----- Extract to read -----
Tuesday, January 30, 2007

Better Late (Canada) Than Never (U.S.)

And editorial in today's NY Times points out one crucial difference between a civilized government (in this case, Canada) and an uncivil one (the U.S.): the first acknowledges a mistake and apologizes for it; the latter denies any mistake and stonewalls any attempt to point one out.

Canada set an important example of decency when it offered a formal apology and compensation worth millions of dollars to a Syrian-born Canadian citizen who was a victim of President Bush’s use of open-ended detention, summary deportation and even torture in the name of fighting terrorism.

Last week’s announcement by Prime Minister Stephen Harper came more than four years after the nightmare began for the Canadian, Maher Arar, a 36-year-old software engineer. On his way back from a family vacation, he was detained by U.S. officials at Kennedy Airport on the basis of unsubstantiated information from the Canadian police. After being held in solitary confinement in a Brooklyn detention center and interrogated without proper access to legal counsel, he was sent to Syria, where he was imprisoned for nearly a year and tortured.

It was all part of a legally and morally unsupportable practice known as extraordinary rendition, the deportation of terrorism suspects to countries where the regimes are known to use torture and to disdain basic human rights protections.
----- Data entries -----
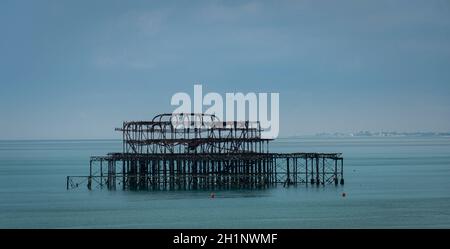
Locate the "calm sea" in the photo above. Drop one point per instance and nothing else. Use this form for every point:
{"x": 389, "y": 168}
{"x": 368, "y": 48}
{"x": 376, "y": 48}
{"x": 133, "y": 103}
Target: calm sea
{"x": 389, "y": 182}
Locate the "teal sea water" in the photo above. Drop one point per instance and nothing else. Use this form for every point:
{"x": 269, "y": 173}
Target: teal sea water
{"x": 390, "y": 183}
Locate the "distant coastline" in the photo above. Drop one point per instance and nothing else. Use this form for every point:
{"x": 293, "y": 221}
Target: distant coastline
{"x": 384, "y": 134}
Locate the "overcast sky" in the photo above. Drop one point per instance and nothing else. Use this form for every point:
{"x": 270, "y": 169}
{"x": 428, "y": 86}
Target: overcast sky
{"x": 77, "y": 69}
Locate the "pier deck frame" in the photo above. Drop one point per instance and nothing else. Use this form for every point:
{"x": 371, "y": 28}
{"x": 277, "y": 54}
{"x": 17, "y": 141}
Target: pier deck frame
{"x": 201, "y": 152}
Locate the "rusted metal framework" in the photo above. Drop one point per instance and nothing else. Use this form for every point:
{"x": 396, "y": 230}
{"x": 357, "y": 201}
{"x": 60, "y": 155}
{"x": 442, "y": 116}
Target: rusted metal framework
{"x": 198, "y": 151}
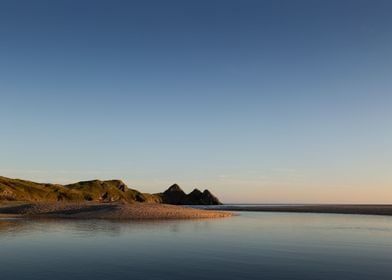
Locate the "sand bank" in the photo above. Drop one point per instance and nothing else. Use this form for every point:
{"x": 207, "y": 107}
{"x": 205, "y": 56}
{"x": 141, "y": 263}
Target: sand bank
{"x": 361, "y": 209}
{"x": 123, "y": 211}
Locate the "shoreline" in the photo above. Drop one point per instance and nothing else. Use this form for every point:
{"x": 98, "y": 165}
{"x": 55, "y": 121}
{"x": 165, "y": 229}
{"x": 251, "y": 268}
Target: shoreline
{"x": 352, "y": 209}
{"x": 110, "y": 211}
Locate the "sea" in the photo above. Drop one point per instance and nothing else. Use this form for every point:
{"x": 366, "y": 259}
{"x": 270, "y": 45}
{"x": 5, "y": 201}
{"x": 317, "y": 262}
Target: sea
{"x": 252, "y": 245}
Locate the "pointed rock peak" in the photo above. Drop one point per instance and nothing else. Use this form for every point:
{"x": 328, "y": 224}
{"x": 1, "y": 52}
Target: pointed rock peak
{"x": 195, "y": 191}
{"x": 174, "y": 188}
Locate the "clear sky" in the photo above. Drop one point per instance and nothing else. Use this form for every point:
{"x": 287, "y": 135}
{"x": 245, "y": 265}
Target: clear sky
{"x": 259, "y": 101}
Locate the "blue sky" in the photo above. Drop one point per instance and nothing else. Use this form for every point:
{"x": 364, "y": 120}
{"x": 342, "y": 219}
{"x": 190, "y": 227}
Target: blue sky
{"x": 260, "y": 101}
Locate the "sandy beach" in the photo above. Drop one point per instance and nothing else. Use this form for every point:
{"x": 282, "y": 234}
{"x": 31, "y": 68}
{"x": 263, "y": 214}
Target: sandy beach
{"x": 360, "y": 209}
{"x": 136, "y": 211}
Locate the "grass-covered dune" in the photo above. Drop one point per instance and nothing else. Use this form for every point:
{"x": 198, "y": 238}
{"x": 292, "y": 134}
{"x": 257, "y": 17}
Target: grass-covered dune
{"x": 97, "y": 191}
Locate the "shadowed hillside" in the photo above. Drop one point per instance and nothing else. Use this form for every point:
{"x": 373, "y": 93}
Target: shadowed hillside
{"x": 97, "y": 191}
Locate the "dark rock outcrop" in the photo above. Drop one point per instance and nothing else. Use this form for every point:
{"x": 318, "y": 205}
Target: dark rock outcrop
{"x": 97, "y": 191}
{"x": 175, "y": 195}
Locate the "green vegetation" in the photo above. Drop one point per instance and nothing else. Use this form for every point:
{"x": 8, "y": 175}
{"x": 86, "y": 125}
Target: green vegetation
{"x": 95, "y": 191}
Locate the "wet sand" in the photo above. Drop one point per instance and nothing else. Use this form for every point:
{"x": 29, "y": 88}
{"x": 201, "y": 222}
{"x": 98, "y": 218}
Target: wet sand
{"x": 360, "y": 209}
{"x": 121, "y": 211}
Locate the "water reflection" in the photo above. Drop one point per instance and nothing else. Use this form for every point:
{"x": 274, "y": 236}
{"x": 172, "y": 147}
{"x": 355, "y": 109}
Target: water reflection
{"x": 251, "y": 246}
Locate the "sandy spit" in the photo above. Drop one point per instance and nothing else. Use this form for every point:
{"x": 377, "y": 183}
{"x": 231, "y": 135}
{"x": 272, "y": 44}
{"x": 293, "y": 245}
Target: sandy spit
{"x": 137, "y": 211}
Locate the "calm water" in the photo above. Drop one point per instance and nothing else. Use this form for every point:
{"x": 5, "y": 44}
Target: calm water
{"x": 251, "y": 246}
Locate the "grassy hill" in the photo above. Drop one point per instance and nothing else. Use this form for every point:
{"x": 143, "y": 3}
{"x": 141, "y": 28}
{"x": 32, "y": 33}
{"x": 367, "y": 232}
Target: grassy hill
{"x": 95, "y": 191}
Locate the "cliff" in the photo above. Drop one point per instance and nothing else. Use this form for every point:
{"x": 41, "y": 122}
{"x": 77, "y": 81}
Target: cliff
{"x": 97, "y": 191}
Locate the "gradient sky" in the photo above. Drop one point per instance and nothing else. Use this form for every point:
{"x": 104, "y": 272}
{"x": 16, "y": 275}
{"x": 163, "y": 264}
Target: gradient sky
{"x": 260, "y": 101}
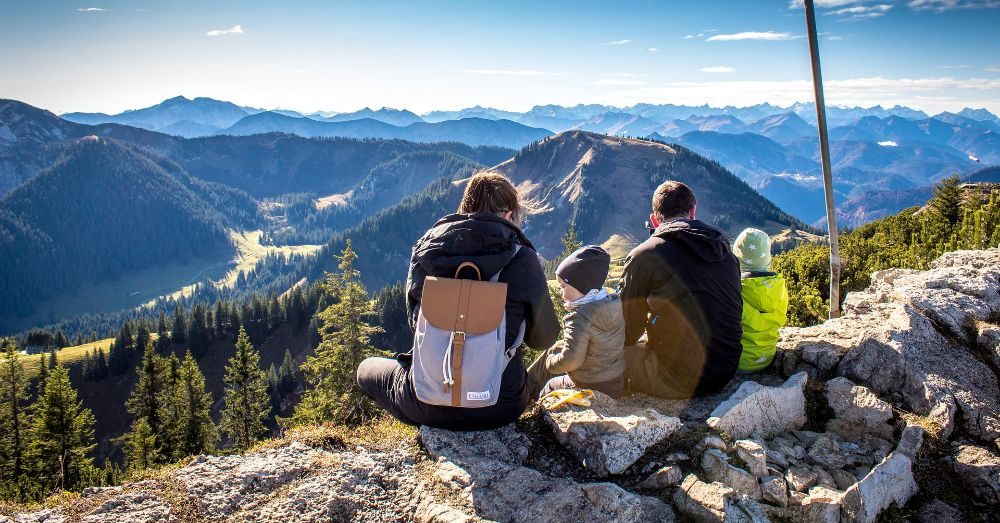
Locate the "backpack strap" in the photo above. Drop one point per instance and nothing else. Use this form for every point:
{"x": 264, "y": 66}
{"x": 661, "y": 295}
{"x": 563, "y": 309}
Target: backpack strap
{"x": 469, "y": 265}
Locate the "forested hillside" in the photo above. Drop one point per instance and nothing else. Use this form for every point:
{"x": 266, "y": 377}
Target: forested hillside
{"x": 103, "y": 209}
{"x": 603, "y": 185}
{"x": 954, "y": 218}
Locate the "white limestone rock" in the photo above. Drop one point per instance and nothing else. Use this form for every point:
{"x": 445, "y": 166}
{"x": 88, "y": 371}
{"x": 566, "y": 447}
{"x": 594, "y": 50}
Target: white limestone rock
{"x": 663, "y": 478}
{"x": 890, "y": 482}
{"x": 715, "y": 502}
{"x": 759, "y": 411}
{"x": 717, "y": 469}
{"x": 136, "y": 507}
{"x": 978, "y": 470}
{"x": 774, "y": 489}
{"x": 608, "y": 437}
{"x": 858, "y": 411}
{"x": 222, "y": 484}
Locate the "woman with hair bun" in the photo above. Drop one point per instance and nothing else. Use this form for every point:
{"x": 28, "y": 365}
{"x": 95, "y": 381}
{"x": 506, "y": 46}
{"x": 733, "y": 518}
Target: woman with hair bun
{"x": 483, "y": 231}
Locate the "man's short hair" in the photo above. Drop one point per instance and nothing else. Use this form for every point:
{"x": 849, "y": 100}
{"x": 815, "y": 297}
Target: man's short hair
{"x": 672, "y": 199}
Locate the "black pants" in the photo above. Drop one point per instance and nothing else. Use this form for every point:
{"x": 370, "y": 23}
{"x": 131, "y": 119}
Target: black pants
{"x": 387, "y": 382}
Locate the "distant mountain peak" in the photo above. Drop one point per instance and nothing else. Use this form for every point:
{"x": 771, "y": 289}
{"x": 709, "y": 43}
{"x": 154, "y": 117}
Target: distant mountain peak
{"x": 978, "y": 114}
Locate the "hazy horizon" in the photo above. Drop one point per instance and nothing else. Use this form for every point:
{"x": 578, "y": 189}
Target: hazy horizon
{"x": 110, "y": 56}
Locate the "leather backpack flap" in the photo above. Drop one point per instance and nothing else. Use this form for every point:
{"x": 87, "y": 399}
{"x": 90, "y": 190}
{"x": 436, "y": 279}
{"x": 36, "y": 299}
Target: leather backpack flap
{"x": 449, "y": 303}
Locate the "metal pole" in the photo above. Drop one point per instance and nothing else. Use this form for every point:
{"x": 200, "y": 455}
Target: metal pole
{"x": 824, "y": 150}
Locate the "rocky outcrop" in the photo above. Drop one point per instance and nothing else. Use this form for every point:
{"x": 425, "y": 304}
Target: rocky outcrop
{"x": 484, "y": 476}
{"x": 756, "y": 410}
{"x": 897, "y": 397}
{"x": 909, "y": 336}
{"x": 608, "y": 437}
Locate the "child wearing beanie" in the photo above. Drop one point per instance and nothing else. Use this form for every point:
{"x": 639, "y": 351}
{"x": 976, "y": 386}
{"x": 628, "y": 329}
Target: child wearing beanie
{"x": 765, "y": 300}
{"x": 591, "y": 354}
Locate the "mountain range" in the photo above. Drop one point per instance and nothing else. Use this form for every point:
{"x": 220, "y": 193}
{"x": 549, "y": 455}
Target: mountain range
{"x": 118, "y": 200}
{"x": 771, "y": 148}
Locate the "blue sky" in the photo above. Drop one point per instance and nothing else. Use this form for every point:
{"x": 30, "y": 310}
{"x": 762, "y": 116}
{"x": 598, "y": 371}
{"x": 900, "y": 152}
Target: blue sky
{"x": 97, "y": 55}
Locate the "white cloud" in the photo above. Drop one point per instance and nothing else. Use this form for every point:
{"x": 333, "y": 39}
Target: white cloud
{"x": 948, "y": 5}
{"x": 862, "y": 9}
{"x": 236, "y": 29}
{"x": 799, "y": 4}
{"x": 753, "y": 35}
{"x": 505, "y": 72}
{"x": 718, "y": 69}
{"x": 618, "y": 82}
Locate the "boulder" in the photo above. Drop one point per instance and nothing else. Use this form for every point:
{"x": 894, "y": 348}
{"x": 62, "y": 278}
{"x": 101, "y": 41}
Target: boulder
{"x": 988, "y": 340}
{"x": 506, "y": 444}
{"x": 800, "y": 479}
{"x": 890, "y": 482}
{"x": 774, "y": 489}
{"x": 897, "y": 336}
{"x": 843, "y": 479}
{"x": 910, "y": 441}
{"x": 483, "y": 480}
{"x": 821, "y": 505}
{"x": 858, "y": 411}
{"x": 663, "y": 478}
{"x": 135, "y": 507}
{"x": 938, "y": 511}
{"x": 960, "y": 289}
{"x": 356, "y": 486}
{"x": 608, "y": 437}
{"x": 222, "y": 484}
{"x": 978, "y": 470}
{"x": 827, "y": 453}
{"x": 717, "y": 469}
{"x": 715, "y": 502}
{"x": 756, "y": 410}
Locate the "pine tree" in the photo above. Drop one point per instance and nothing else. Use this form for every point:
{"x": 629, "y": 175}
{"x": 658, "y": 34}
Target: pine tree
{"x": 247, "y": 403}
{"x": 13, "y": 421}
{"x": 146, "y": 401}
{"x": 198, "y": 336}
{"x": 162, "y": 333}
{"x": 570, "y": 241}
{"x": 194, "y": 431}
{"x": 947, "y": 200}
{"x": 62, "y": 435}
{"x": 286, "y": 373}
{"x": 141, "y": 447}
{"x": 180, "y": 325}
{"x": 43, "y": 373}
{"x": 334, "y": 394}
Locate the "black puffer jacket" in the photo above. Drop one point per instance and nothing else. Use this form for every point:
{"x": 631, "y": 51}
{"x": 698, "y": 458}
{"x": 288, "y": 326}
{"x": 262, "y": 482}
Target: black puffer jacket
{"x": 682, "y": 287}
{"x": 489, "y": 242}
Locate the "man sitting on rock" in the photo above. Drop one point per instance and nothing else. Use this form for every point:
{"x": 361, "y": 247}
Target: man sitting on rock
{"x": 681, "y": 287}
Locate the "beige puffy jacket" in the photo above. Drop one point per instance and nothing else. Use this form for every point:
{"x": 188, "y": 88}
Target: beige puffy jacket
{"x": 593, "y": 346}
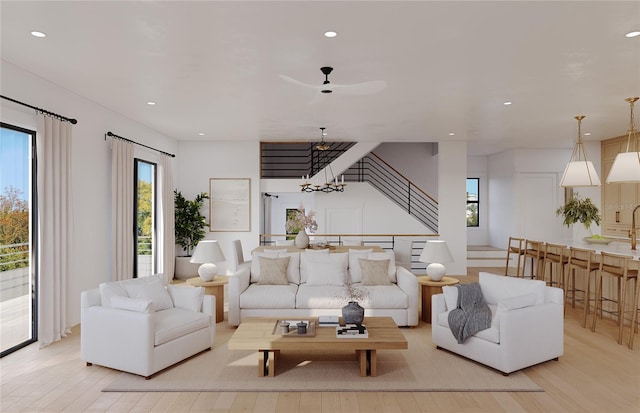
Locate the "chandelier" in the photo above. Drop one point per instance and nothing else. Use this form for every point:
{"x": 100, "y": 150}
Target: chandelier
{"x": 331, "y": 183}
{"x": 626, "y": 165}
{"x": 579, "y": 171}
-----
| What you need to do |
(a) Summarize the post on Canada's apology in two sentences.
(b) In the post on Canada's apology, why does the editorial call Canada a civilized government and the U.S. an uncivil one?
(c) According to the post on Canada's apology, how long was Maher Arar imprisoned in Syria?
The entries aren't needed for this work.

| Set of answers |
(a) Citing a New York Times editorial, the post praises Canada for offering a formal apology and millions of dollars in compensation to Maher Arar, a Syrian-born Canadian citizen, and contrasts this with a U.S. government that denies mistakes and stonewalls. Arar was detained by U.S. officials at Kennedy Airport on unsubstantiated information from the Canadian police, held in solitary confinement, and sent to Syria, where he was imprisoned for nearly a year and tortured under the practice of extraordinary rendition.

(b) Canada acknowledges a mistake and apologizes for it. The U.S. denies any mistake and stonewalls any attempt to point one out.

(c) Nearly a year.